━━━ PAGE EXCERPT

So, if you are going to have an office or a factory or other brick and mortar business, you need to choose the location carefully.  Perhaps the most important consideration is where are you going to find the best people to fit your organization.  Do you need a college-educated workforce?  Does your business rely on IT professionals?  Is your location in a city and state where candidates would like to move to if given the chance?

Often times companies think first (and only) about cost.  Where land and rents are cheap is not necessarily where you will find the best staff for your particular industry.


9. Mistakes happen, own them

Nobody wants to admit when they have made an error.  Companies are particularly loathe to do so when that admission might cost them money.  While JND prides itself on the quality of its work, in our industry, with hundreds of millions of class members and tens of millions of claims a year, it is impossible to be perfect.  In the few instances when we have made a mistake, we have let our clients know and we have accepted financial responsibility.  It might sting at the time, but in the long run, clients come to understand that they can trust you and that you have their backs.  Particularly in our industry, there is nothing worse than hiring an administrator who hides the ball.  With the amount of scrutiny involved in these cases, the truth will come to light.  It is better to hold yourself accountable than wait for others to do so.

━━━━━━
━━━ ENTRIES

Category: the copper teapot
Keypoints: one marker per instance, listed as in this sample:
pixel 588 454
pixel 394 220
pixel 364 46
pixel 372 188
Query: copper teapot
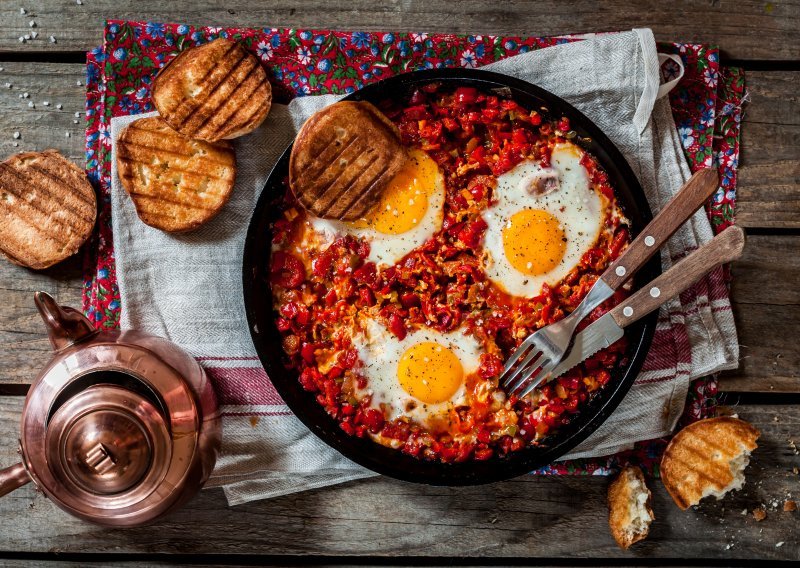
pixel 119 428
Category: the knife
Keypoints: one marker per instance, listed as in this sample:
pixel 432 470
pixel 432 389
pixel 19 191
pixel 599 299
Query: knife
pixel 725 247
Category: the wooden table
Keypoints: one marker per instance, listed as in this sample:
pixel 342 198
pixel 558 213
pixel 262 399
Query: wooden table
pixel 382 520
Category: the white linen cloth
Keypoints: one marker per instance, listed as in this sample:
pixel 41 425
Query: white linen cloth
pixel 188 287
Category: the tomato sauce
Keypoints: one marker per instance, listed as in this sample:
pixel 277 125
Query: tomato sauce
pixel 320 291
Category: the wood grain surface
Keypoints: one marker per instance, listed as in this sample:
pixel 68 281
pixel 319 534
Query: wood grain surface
pixel 749 29
pixel 385 521
pixel 529 516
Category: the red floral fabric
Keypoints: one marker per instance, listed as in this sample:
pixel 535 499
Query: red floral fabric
pixel 706 105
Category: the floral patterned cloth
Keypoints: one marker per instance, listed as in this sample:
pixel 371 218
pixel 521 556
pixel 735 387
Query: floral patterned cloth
pixel 706 105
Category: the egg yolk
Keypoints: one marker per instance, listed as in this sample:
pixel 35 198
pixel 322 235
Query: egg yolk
pixel 430 372
pixel 534 241
pixel 405 200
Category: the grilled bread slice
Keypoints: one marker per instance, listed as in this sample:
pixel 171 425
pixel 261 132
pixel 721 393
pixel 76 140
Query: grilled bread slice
pixel 342 159
pixel 47 208
pixel 707 458
pixel 213 91
pixel 176 183
pixel 629 509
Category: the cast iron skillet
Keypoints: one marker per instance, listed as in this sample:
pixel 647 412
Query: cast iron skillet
pixel 258 300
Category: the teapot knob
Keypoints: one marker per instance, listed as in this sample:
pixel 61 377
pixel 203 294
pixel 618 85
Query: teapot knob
pixel 65 326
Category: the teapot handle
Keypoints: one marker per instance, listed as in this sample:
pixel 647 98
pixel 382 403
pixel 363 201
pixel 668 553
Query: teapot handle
pixel 12 478
pixel 65 326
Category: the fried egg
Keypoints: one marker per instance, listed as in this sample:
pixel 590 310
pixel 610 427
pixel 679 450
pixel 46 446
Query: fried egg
pixel 410 212
pixel 541 222
pixel 421 376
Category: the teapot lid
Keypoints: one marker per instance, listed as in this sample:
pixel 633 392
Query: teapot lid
pixel 107 440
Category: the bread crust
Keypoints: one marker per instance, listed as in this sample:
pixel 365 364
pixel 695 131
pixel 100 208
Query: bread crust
pixel 342 159
pixel 620 495
pixel 698 457
pixel 47 208
pixel 177 184
pixel 214 91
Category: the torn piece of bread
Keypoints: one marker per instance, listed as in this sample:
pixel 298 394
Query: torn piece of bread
pixel 707 458
pixel 213 91
pixel 629 507
pixel 343 158
pixel 47 208
pixel 176 183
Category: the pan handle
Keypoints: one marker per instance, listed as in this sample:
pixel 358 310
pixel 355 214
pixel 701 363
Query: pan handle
pixel 12 478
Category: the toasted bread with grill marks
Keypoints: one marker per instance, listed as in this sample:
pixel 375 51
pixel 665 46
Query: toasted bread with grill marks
pixel 213 91
pixel 47 208
pixel 176 183
pixel 629 510
pixel 707 458
pixel 342 159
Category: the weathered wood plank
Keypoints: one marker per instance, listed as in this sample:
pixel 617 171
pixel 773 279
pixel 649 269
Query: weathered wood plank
pixel 79 27
pixel 767 310
pixel 42 127
pixel 766 306
pixel 769 178
pixel 24 348
pixel 526 517
pixel 769 196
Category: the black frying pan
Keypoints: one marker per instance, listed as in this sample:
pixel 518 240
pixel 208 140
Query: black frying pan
pixel 267 340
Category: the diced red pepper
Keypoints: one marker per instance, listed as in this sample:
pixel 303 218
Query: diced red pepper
pixel 466 95
pixel 397 326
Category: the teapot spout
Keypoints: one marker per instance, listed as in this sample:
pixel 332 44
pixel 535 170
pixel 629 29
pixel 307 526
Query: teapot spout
pixel 65 325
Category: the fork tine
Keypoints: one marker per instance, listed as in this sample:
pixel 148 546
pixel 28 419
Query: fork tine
pixel 527 385
pixel 515 356
pixel 515 380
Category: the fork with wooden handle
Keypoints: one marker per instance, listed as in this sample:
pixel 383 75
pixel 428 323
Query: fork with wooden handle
pixel 545 348
pixel 725 247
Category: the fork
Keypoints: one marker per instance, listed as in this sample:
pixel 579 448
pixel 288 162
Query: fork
pixel 545 348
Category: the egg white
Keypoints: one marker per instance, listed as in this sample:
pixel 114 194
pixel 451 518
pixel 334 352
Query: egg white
pixel 387 249
pixel 574 203
pixel 380 352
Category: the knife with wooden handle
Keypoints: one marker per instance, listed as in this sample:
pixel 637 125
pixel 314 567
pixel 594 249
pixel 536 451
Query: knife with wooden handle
pixel 725 247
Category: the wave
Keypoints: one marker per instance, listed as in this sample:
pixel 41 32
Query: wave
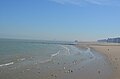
pixel 68 50
pixel 22 59
pixel 89 52
pixel 55 54
pixel 7 64
pixel 50 59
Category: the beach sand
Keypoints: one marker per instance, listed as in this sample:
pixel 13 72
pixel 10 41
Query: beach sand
pixel 111 51
pixel 96 67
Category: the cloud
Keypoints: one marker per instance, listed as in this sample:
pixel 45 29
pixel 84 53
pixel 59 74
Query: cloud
pixel 95 2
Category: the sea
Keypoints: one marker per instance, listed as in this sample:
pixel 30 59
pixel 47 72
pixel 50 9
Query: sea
pixel 16 52
pixel 43 59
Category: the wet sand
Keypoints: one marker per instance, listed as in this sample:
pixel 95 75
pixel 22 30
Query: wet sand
pixel 112 52
pixel 97 67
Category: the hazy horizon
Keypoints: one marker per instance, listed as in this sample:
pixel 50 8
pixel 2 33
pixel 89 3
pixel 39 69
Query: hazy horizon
pixel 83 20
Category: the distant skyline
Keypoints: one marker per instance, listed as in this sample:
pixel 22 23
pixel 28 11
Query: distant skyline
pixel 84 20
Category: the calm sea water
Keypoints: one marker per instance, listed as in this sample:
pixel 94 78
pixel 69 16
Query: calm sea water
pixel 28 52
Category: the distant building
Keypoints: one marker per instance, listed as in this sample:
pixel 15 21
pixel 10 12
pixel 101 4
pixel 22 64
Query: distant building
pixel 110 40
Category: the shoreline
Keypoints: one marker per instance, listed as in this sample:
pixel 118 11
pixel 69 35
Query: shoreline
pixel 111 51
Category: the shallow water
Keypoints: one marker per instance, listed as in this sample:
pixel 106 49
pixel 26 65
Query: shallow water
pixel 23 59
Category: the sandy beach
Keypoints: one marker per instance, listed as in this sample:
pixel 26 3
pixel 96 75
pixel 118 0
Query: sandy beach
pixel 111 51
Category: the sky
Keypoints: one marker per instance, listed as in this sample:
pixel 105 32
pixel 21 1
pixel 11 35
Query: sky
pixel 84 20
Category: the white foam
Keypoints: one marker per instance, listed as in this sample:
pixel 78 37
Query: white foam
pixel 90 53
pixel 7 64
pixel 68 50
pixel 55 54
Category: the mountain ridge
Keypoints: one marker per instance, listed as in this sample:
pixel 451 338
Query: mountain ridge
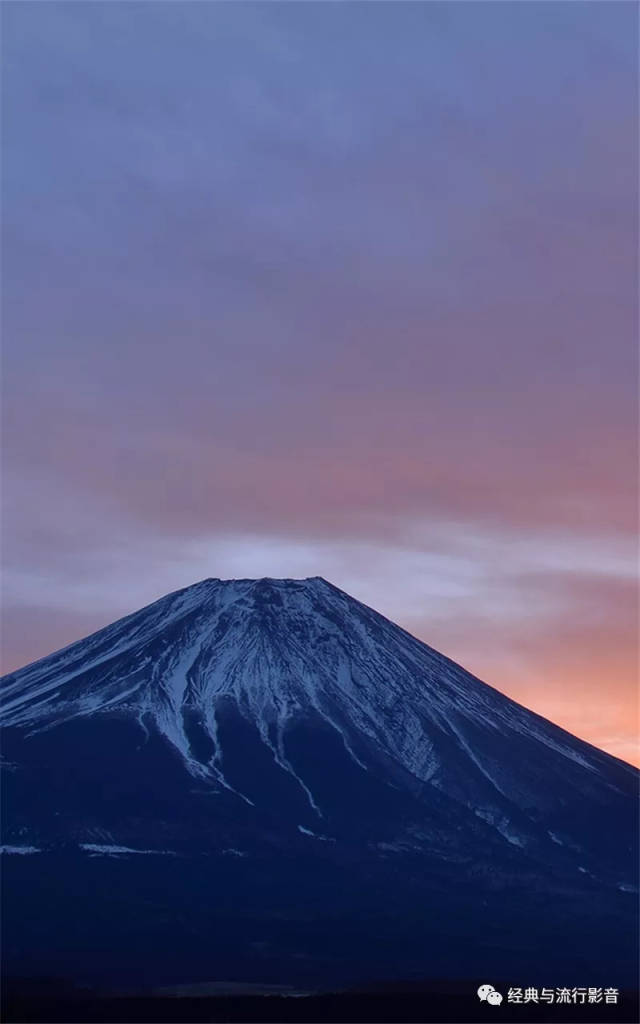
pixel 314 755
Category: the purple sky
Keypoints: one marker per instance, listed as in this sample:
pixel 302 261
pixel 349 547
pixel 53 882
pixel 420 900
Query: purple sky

━━━━━━

* _SHORT PROBLEM 1_: According to the business advice excerpt, what do companies often think about first, and only, when choosing a location?
* _SHORT PROBLEM 2_: Continue the business advice excerpt from the point where it stops.
The rows have no connection to the business advice excerpt.

* _EXERCISE ANSWER 1_: Cost.

* _EXERCISE ANSWER 2_:
10. Hire the right CFO

While some of this advice might seem ethereal, this last item is a simple, practical step.  As your business grows, so will financial issues and headaches.  The right CFO will help you navigate these issues in a way that protects the company and its assets.  The problem is a good CFO is expensive and it is difficult to rationalize paying that much money to someone who isn’t helping build the business in terms of client development, client service or product development at the beginning.  JND cheaped out early in our existence and hired people like bookkeepers and controllers, instead of a real CFO.  (Go back and re-read section 6.)

Once we realized that we were hamstringing ourselves by treating finance as an afterthought, we went out and hired Flora Bian.  Her addition to our company was instrumental in our growth and she was invaluable during acquisitions.  The right CFO can help your business in many ways besides handling the books.